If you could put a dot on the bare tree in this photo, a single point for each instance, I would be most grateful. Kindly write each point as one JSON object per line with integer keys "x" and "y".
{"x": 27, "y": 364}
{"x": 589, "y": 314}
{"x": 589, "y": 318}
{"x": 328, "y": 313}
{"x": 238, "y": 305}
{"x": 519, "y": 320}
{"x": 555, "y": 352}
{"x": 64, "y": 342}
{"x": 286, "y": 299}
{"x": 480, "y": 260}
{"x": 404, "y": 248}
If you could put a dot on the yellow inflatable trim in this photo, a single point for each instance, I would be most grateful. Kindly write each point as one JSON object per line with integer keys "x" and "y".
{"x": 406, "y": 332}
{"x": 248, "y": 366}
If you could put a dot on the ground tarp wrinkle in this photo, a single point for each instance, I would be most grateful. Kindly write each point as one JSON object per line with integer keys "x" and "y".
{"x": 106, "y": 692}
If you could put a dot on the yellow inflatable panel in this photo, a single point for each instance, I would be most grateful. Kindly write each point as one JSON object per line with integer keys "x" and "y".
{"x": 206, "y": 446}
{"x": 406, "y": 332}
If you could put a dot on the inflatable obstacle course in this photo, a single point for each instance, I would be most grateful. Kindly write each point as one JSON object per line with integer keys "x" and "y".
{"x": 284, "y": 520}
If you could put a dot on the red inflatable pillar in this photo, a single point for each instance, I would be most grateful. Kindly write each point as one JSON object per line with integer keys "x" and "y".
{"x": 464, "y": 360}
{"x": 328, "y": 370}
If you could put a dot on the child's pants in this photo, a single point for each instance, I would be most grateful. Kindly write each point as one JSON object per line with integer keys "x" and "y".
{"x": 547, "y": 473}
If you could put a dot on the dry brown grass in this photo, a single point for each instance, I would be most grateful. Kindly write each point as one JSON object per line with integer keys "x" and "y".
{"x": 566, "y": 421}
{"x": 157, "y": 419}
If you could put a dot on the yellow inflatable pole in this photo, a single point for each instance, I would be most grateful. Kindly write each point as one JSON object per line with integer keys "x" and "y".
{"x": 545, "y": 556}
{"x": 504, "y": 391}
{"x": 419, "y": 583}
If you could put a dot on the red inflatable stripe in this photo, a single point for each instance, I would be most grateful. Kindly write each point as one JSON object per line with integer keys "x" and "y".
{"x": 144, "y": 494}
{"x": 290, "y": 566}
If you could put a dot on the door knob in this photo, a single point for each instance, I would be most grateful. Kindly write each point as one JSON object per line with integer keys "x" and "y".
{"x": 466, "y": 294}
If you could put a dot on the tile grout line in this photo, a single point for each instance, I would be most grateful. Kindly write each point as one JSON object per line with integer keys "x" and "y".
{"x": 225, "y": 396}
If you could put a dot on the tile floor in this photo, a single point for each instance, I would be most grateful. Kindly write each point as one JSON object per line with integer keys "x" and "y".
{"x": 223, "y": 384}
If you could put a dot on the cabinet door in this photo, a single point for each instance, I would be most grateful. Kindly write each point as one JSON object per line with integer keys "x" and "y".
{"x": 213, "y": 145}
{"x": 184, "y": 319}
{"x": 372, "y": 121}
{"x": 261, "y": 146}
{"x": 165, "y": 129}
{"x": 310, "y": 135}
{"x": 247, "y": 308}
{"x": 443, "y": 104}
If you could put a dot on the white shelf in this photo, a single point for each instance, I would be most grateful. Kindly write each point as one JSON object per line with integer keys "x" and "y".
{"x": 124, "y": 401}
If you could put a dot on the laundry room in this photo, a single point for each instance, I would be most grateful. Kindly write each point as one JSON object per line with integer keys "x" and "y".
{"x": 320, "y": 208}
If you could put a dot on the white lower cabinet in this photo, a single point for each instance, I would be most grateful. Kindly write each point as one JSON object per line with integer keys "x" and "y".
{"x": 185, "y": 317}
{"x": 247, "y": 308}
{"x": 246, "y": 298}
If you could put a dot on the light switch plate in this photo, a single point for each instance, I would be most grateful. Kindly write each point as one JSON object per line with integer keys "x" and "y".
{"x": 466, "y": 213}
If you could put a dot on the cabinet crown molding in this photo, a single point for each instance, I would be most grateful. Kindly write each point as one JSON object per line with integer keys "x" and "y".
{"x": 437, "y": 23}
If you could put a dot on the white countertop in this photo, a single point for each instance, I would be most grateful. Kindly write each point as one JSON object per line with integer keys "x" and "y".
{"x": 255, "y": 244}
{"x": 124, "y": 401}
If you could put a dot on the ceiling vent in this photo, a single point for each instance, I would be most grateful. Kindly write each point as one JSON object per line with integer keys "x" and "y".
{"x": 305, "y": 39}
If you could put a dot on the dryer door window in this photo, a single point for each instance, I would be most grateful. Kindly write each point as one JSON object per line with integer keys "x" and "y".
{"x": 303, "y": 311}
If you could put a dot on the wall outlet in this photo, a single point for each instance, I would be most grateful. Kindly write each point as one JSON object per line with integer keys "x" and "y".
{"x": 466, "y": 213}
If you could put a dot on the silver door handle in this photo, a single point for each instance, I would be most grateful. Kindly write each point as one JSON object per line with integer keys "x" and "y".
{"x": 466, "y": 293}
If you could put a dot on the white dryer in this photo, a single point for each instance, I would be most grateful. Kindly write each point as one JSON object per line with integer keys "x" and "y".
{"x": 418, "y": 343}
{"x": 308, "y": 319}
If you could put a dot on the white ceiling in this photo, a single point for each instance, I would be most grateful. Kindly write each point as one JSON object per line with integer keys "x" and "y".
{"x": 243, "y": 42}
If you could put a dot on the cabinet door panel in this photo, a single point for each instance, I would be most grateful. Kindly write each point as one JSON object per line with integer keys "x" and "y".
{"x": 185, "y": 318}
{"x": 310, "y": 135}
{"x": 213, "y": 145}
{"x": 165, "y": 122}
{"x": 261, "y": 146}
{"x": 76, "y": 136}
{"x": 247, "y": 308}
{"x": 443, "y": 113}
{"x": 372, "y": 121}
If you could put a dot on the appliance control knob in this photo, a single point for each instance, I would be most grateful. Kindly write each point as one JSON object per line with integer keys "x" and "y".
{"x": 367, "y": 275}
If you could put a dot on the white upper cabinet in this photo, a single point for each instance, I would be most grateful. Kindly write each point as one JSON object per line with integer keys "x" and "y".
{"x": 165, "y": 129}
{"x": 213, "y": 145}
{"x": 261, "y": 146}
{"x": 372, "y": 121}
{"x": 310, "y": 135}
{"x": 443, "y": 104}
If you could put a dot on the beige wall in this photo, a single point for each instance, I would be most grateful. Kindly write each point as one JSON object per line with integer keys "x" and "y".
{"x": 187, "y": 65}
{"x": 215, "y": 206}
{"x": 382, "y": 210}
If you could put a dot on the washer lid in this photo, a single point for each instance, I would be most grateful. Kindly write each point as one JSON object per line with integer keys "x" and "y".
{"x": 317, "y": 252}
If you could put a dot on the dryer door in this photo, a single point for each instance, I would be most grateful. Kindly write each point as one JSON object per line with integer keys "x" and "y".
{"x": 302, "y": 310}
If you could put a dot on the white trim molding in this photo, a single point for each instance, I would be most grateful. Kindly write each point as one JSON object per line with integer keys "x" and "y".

WHAT IS REQUIRED:
Output the lines from the line containing "If you could put a dot on the white ceiling" to the end, both included; add nothing.

THE ANSWER:
If you could put a dot on the white ceiling in this photo, a single point for each instance, I would be most grateful. Kindly write each point as one JSON object per line with integer keys "x" and "y".
{"x": 243, "y": 42}
If you could put a dot on the cabinet door panel in this photo, a single point for each instance, I would be most grateful. Kindly write each point as one JSON object per line with integer keys "x" and "y".
{"x": 185, "y": 318}
{"x": 310, "y": 135}
{"x": 213, "y": 145}
{"x": 165, "y": 122}
{"x": 261, "y": 146}
{"x": 76, "y": 136}
{"x": 247, "y": 308}
{"x": 443, "y": 113}
{"x": 372, "y": 121}
If you could put a dot on the appliance control knob in this photo, a single point for each instance, I would be most grateful. Kindly write each point as one JSON object per line with integer keys "x" and "y".
{"x": 367, "y": 275}
If you could put a dot on the white upper cabinet in this photo, a single point for each instance, I would be most grateful. Kindly write each point as one JSON object per line with integer keys "x" and "y".
{"x": 165, "y": 129}
{"x": 213, "y": 145}
{"x": 261, "y": 146}
{"x": 372, "y": 121}
{"x": 310, "y": 135}
{"x": 443, "y": 104}
If you could put a dot on the beige wall in this photo, a single point for each instance, I would be most grateful. Kindly write each point as one JSON object per line with integer keys "x" and "y".
{"x": 187, "y": 65}
{"x": 215, "y": 206}
{"x": 382, "y": 210}
If you could put a dot on the washer lid in this photo, a single point for each instance, I would be most grateful. Kindly write each point as one JSON object per line with integer keys "x" and "y".
{"x": 317, "y": 252}
If you could put a dot on the dryer door in this photo, a single point for each instance, I would be most grateful. Kindly write each point as one JSON object per line with integer keys "x" and "y".
{"x": 302, "y": 310}
If you could put a dot on the white trim molding in this photo, a single point for each instance, I would be most grateful. Kindly write each point as one JSON object per line with integer keys "x" and "y".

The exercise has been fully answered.